[BEGIN Source passage]

Documents

Overview

LupaSearch is a software as a service product that is running on the cloud and requires your product feed to be stored on our servers. This page describes different ways you can use the documents API to keep your products in sync with the LupaSearch database.

Document is any searchable unit that can be queried. Usually, documents are your products, but you can use LupaSearch to store and query product categories, tags, blog posts, documentation and any other object that is required for your website.

Important: in order to import documents to the search index, make sure that the index has defined mapping - a contract that describes and configures the types of your document fields.

Important: each imported document must contain an id field.

Adding / updating documents

API Reference: Index documents.

To import new documents to the index, issue an HTTP POST request with an array of your documents:

POST /indices/{indexId}/documents
{
  "documents": [
    {
      "id": 1,
      "name": "TV Samsung",
      "category": ["Electronics"],
      "rating": 5
    },
    {
      "id": 2,
      "name": "Refridgerator Beko",
      "category": ["Appliances", "Electronics"],
      "rating": 4
    }
  ]
}

If document with defined id already exists in the index, existing item will be replaced with a new entry i.e. using this endpoint, existing properties will be removed if they are not present in a new document. You can use a PATCH request if you need a partial update.

If you have a large amount of documents, you can split the import into multiple requests. Maximum single request body size should not exceed 10 MB.

Document import response will include a success result and task batch key:

{
  "success": true,
  "batchKey": "reindex-1627373737-abc"
}

Once document request is finished, entries are added into an internal document import queue. To track import progress, you can use Task API, with the batchKey filter from the documents response.

Partial updates

API Reference: Patch documents.

In cases where you need to perform a partial update for each document, it is possible to use HTTP PATCH request with the same schema.

Partial update is useful if you only need to update a small subset of document properties, like price, discounts or stock.

PATCH /v1/indices/{indexId}/documents
{
  "documents": [
    {
      "id": 1,
      "price": 2.99
    },
    {
      "id": 2,
      "in_stock": 8
    }
  ]
}

Deleting documents

API Reference: Delete documents.

To delete documents, issue a HTTP POST request to document deletion endpoint with a list of deletable document ids:

POST /v1/indices/{indexId}/documents/batchDelete
{
  "ids": ["1", "2"]
}

Retrieving document count

API Reference: Get document count.

It is possible to retrieve current document count in an index using HTTP GET endpoint:

GET /v1/indices/{indexId}/documents/count

The response will include current factual document count in a given index. This count does not include documents that are being reindexed.

[END Source passage]
[BEGIN Records supplied]

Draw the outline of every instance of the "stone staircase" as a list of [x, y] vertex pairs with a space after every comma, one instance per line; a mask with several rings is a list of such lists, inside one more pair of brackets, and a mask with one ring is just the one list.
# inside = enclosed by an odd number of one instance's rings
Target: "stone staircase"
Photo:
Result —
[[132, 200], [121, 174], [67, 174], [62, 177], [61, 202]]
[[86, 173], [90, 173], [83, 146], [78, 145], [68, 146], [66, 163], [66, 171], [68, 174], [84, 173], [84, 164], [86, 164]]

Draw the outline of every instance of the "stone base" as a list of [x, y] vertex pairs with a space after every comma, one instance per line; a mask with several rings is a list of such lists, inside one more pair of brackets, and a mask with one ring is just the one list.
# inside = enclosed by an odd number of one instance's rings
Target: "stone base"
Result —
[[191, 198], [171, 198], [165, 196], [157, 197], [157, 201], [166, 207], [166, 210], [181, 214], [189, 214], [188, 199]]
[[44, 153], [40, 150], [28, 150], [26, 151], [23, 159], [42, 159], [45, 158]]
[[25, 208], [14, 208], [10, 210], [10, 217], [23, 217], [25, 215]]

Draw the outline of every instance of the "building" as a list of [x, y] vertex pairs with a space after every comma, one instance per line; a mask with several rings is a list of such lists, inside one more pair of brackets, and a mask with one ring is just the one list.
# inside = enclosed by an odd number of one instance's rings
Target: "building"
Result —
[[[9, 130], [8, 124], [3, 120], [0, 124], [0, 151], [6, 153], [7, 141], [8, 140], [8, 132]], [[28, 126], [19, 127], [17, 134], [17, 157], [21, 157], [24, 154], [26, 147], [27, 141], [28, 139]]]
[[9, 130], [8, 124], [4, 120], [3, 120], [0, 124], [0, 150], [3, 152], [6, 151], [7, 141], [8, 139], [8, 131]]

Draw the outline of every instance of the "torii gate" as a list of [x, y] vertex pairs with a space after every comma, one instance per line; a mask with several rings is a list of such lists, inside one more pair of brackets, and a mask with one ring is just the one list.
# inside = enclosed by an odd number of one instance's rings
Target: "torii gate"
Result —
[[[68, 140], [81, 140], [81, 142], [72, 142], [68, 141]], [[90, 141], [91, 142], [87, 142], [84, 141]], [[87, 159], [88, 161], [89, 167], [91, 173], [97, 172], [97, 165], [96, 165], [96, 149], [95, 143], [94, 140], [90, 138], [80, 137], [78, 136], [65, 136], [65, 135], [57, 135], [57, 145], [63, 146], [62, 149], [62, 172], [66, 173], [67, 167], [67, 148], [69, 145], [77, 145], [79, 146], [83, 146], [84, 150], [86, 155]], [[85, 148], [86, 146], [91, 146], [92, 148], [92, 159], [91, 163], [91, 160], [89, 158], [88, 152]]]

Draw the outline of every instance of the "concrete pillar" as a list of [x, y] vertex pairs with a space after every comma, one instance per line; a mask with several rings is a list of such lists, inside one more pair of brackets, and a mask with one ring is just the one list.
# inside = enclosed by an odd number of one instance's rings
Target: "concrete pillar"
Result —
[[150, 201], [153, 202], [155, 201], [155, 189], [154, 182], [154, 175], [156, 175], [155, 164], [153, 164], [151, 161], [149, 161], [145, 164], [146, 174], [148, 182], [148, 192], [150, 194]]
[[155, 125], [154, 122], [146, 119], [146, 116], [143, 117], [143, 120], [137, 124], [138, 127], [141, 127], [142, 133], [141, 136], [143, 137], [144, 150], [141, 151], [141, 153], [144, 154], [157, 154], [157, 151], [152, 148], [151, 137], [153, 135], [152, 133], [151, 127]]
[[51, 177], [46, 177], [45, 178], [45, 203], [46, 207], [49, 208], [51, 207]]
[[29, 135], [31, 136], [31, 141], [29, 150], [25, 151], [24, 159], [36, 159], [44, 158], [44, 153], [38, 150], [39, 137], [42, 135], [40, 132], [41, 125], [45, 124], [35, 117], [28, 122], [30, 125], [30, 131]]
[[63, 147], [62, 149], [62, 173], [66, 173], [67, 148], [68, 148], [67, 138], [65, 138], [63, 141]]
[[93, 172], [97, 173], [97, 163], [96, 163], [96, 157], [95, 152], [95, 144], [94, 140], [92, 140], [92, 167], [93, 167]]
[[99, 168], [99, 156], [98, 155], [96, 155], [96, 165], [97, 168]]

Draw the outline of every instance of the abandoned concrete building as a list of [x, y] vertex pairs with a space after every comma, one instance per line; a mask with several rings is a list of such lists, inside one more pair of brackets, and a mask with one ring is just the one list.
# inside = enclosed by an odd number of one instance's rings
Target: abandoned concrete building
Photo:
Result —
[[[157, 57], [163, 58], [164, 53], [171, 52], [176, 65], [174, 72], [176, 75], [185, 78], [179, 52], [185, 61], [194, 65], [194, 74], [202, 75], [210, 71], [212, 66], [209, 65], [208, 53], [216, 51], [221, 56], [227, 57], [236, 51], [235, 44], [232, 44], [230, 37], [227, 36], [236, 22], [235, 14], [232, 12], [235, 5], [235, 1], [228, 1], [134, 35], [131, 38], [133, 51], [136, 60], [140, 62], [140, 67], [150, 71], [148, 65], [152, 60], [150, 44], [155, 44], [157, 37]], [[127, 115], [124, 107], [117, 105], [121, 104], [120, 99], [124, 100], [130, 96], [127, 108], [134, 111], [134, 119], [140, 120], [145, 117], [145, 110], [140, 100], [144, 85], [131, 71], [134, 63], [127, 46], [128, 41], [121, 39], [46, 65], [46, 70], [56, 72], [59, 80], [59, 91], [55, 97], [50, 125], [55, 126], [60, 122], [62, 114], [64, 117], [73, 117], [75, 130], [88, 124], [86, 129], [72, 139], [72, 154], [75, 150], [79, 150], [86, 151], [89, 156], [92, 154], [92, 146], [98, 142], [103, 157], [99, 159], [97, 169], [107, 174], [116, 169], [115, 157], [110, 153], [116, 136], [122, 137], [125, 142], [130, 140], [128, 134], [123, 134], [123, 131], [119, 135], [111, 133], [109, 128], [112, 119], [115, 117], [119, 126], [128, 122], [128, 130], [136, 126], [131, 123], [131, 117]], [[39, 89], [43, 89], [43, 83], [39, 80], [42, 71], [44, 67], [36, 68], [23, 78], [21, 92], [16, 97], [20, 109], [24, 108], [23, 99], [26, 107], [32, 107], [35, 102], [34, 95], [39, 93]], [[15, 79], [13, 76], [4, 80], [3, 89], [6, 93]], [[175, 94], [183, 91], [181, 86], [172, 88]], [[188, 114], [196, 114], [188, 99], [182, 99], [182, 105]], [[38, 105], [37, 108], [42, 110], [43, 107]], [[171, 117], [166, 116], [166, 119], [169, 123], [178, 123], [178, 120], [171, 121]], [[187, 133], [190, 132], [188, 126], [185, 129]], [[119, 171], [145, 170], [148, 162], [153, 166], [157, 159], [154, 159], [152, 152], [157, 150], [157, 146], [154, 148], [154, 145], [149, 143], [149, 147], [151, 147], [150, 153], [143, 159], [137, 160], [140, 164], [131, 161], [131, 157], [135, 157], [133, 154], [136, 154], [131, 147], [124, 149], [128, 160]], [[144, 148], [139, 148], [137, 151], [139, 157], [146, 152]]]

[END Records supplied]

#### Short problem A:
Using the LupaSearch documents page, answer these:
(i) What is the maximum size a single request body should have?
(ii) Which HTTP method does a partial update of documents use?
(iii) Does the document count include documents that are being reindexed?
#### Short problem B:
Collect every line of the records that contains the string "list".
The text and the records are unrelated material.

#### Correct output A:
(i) 10 MB
(ii) PATCH
(iii) No

#### Correct output B:
Draw the outline of every instance of the "stone staircase" as a list of [x, y] vertex pairs with a space after every comma, one instance per line; a mask with several rings is a list of such lists, inside one more pair of brackets, and a mask with one ring is just the one list.
Draw the outline of every instance of the "stone base" as a list of [x, y] vertex pairs with a space after every comma, one instance per line; a mask with several rings is a list of such lists, inside one more pair of brackets, and a mask with one ring is just the one list.
Draw the outline of every instance of the "building" as a list of [x, y] vertex pairs with a space after every comma, one instance per line; a mask with several rings is a list of such lists, inside one more pair of brackets, and a mask with one ring is just the one list.
Draw the outline of every instance of the "torii gate" as a list of [x, y] vertex pairs with a space after every comma, one instance per line; a mask with several rings is a list of such lists, inside one more pair of brackets, and a mask with one ring is just the one list.
Draw the outline of every instance of the "concrete pillar" as a list of [x, y] vertex pairs with a space after every comma, one instance per line; a mask with several rings is a list of such lists, inside one more pair of brackets, and a mask with one ring is just the one list.
Draw the outline of every instance of the abandoned concrete building as a list of [x, y] vertex pairs with a space after every comma, one instance per line; a mask with several rings is a list of such lists, inside one more pair of brackets, and a mask with one ring is just the one list.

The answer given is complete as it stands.